# Texto de estudo
________________________________________

Ela complementa que a população em situação de rua não costuma ter projeção de futuro, o que, segundo ela, “prejudica a percepção da falta de acesso a informações”.
Carolina enfatiza que para as pessoas em situação de rua “a necessidade concreta é garantir a sobrevivência”, e aponta que está na política pública a saída para atender essas pessoas. “É na organização dos serviços que a gente vai conseguir alcançar, por meio da satisfação dessas necessidades, concretas outras possibilidades de proteção e de cuidado”
GDF
No Distrito Federal, o governo fez alojamento provisório instalado no Autódromo Internacional Nelson Piquet para receber essa população. Cerca de 40 pessoas foram acolhidas no espaço na terça-feira (7/4). A estrutura oferece dormitórios, banheiros, área para a lavagem de roupas e alimentação.
Abaixo-assinado
Com espaços públicos fechados, por causa da necessidade de distanciamento social, a população de rua acabou ficando sem banheiros, por exemplo.
Assim, a crise sanitária avança como mais uma ameaça para quem, de forma invisível, enfrenta diariamente a violência, o frio, a fome e o acesso a serviços públicos básicos.
“Onde eles vão lavar as mãos?”, questionou o padre Júlio Lancellotti, em reportagem do Uol.

________________________________________

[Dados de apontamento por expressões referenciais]

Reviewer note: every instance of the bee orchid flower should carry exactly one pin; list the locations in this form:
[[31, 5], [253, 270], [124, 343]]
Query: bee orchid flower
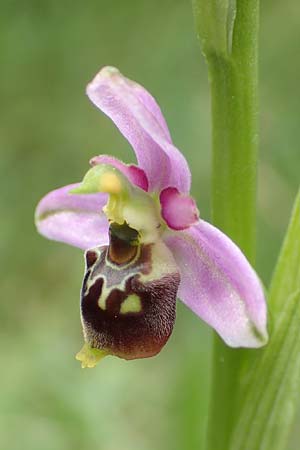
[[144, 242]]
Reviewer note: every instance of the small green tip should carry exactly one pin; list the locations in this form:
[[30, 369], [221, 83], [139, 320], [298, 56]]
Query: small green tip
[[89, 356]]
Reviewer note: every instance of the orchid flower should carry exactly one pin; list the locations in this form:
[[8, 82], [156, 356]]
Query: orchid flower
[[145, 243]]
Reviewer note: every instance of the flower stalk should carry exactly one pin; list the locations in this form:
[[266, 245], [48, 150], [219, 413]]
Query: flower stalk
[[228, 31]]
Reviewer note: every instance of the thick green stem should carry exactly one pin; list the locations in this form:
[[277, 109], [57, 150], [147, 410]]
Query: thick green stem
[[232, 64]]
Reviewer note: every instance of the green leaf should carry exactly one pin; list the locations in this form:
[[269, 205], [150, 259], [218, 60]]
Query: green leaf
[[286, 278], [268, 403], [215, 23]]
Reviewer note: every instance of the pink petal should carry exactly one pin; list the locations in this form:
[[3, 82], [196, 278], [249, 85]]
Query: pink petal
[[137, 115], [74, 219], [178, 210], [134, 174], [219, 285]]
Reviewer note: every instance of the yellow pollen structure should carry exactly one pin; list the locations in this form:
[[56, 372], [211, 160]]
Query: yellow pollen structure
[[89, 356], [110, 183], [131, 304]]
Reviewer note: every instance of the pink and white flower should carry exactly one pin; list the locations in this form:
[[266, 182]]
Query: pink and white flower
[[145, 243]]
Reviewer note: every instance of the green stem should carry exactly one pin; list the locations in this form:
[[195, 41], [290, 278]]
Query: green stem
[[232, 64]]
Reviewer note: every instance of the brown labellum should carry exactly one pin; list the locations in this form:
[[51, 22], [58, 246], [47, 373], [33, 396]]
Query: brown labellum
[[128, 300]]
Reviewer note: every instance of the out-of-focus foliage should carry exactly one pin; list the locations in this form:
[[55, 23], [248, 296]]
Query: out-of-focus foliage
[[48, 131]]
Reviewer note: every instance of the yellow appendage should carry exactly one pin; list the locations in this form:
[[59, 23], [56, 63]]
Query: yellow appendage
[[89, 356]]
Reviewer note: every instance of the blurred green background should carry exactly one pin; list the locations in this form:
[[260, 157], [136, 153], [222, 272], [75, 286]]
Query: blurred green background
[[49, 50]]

________________________________________

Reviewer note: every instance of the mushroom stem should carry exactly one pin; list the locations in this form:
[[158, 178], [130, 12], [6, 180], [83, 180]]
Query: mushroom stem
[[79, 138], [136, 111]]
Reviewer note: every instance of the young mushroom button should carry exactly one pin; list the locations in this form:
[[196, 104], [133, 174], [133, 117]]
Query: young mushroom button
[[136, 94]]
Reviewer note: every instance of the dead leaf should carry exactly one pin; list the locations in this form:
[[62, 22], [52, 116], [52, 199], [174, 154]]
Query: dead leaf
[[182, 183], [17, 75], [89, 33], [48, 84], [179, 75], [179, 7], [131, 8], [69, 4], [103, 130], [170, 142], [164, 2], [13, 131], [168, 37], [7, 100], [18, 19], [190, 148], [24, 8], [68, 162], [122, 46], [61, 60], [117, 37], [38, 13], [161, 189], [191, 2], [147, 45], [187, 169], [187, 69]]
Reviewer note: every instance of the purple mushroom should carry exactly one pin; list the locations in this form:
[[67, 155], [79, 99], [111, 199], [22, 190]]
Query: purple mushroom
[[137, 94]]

________________________________________

# O que produzir
Transcreva fielmente o trecho do texto sobre a população em situação de rua que vai de "Abaixo-assinado" até "serviços públicos básicos.".

# Resposta do exercício
Abaixo-assinado
Com espaços públicos fechados, por causa da necessidade de distanciamento social, a população de rua acabou ficando sem banheiros, por exemplo.
Assim, a crise sanitária avança como mais uma ameaça para quem, de forma invisível, enfrenta diariamente a violência, o frio, a fome e o acesso a serviços públicos básicos.